Lawsonite is a hydrous calcium aluminium sorosilicate mineral with formula CaAl2Si2O7(OH)2·H2O. Lawsonite crystallizes in the orthorhombic system in prismatic, often tabular crystals. Crystal twinning is common. It forms transparent to translucent colorless, white, and bluish to pinkish grey glassy to greasy crystals. Refractive indices are nα=1.665, nβ=1.672 - 1.676, and nγ=1.684 - 1.686. It is typically almost colorless in thin section, but some lawsonite is pleochroic from colorless to pale yellow to pale blue, depending on orientation. The mineral has a Mohs hardness of 8 and a specific gravity of 3.09. It has perfect cleavage in two directions and a brittle fracture.

Lawsonite is a metamorphic mineral typical of the blueschist facies. It also occurs as a secondary mineral in altered gabbro and diorite. Associate minerals include epidote, titanite, glaucophane, garnet and quartz. It is an uncommon constituent of eclogite.

Lawsonite was first described in 1895 for occurrences on Ring_Mountain_(California) of the Tiburon peninsula, Marin County, California and was named after geologist Andrew Lawson (1861–1952) of the University of California by two of Lawson's graduate students, Charles Palache and Frederick Leslie Ransome.

* [GIVEN INSTRUCTION 1]
Pick out every line of the listing that contains the word "rider", matching case exactly.
The listing is unrelated to the lawsonite text.

* [GIVEN RECORDS]

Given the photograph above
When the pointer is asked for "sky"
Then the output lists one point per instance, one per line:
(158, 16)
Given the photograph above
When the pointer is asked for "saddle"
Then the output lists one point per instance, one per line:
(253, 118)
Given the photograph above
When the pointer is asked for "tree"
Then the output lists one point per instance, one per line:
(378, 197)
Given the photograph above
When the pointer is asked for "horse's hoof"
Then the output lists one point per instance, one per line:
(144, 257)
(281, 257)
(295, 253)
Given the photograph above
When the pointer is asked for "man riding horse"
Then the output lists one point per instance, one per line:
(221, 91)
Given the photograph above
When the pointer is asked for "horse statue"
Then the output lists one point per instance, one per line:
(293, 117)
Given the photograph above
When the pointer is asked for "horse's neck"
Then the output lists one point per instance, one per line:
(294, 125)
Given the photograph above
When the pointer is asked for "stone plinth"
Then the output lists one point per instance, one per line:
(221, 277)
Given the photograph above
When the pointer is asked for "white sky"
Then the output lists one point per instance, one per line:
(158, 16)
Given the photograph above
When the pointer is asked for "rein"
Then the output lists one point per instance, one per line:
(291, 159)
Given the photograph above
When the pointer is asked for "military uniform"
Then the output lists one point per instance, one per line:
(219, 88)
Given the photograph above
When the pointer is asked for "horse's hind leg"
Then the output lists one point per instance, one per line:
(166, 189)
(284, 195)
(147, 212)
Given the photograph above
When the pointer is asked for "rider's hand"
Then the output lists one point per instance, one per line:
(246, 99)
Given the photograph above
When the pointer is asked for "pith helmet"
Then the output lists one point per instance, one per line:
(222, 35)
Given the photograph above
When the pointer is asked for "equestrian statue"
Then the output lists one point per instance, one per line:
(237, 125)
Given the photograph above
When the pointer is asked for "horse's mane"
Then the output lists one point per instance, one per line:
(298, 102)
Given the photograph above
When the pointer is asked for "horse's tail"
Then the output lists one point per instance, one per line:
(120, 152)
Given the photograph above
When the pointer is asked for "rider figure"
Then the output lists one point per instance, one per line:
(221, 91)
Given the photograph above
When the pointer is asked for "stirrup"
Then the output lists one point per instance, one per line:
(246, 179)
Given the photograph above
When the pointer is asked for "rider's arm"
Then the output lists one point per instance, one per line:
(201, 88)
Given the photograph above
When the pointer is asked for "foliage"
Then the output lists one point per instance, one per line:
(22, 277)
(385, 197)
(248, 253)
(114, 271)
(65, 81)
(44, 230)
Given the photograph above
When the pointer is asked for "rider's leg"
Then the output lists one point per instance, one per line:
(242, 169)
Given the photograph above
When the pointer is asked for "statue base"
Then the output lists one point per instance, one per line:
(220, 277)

* [GIVEN INSTRUCTION 2]
Continue the lawsonite text from its last sentence.

* [RESPONSE 1]
When the pointer is asked for "rider's hand"
When the pointer is asked for "rider figure"
When the pointer is asked for "rider's arm"
When the pointer is asked for "rider's leg"

* [RESPONSE 2]
Composition
Lawsonite is a metamorphic silicate mineral related chemically and structurally to the epidote group of minerals.  It is close to the ideal composition of CaAl2Si2O7(OH)2 . H2O giving it a close chemical composition with anorthite CaAl2Si2O8 (its anhydrous equivalent), yet lawsonite has greater density and a different Al coordination (Comodi et al., 1996).  The substantial amount of water bound in lawsonite’s crystal structure is released during its breakdown to denser minerals during prograde metamorphism.  This means lawsonite is capable of conveying appreciable water to shallow depths in subducting oceanic lithosphere (Clarke et al., 2006).  Experimentation on lawsonite to vary its responses at different temperatures and different pressures is among its most studied aspects, for it is these qualities that affect its abilities to carry water down to mantle depths, similar to other OH-containing phases like antigorite, talc, phengite, staurolite, and epidote (Comodi et al., 1996).

Geologic occurrence
Lawsonite is a very widespread mineral and has attracted considerable interest because of its importance as a marker of moderate pressure (6-12 kb) and low temperature (300 - 400 °C) conditions in nature (Clarke et al., 2006).  This mainly occurs along continental margins (subduction zones) such as those found in: the Franciscan Formation in California at Reed Station, Tiburon Peninsula of Marin County, California; the Piedmont metamorphic rocks of Italy; and schists in New Zealand, New Caledonia, China, Japan and from various points in the circum-Pacific orogenic belt.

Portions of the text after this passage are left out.